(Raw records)
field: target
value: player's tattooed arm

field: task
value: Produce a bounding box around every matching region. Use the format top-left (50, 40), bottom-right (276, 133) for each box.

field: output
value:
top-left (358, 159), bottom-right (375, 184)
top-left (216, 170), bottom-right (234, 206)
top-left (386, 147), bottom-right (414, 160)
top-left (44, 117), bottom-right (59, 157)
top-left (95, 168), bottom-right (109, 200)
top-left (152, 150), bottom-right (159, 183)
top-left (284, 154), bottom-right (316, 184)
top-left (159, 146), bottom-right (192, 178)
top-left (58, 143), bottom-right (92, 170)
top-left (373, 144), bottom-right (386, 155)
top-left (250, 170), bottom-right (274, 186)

● WORK TO BE COMPLETED:
Transcribe the lines word for word, beginning with the first line of the raw records and stopping after the line that contains "top-left (152, 150), bottom-right (159, 183)".

● PROBLEM SOLUTION:
field: target
value: player's tattooed arm

field: task
value: Produce a bounding box around every matching region. Use the format top-left (50, 40), bottom-right (276, 133) for each box.

field: output
value:
top-left (358, 159), bottom-right (375, 184)
top-left (216, 170), bottom-right (234, 206)
top-left (386, 147), bottom-right (414, 160)
top-left (44, 117), bottom-right (59, 157)
top-left (95, 168), bottom-right (109, 200)
top-left (152, 150), bottom-right (159, 183)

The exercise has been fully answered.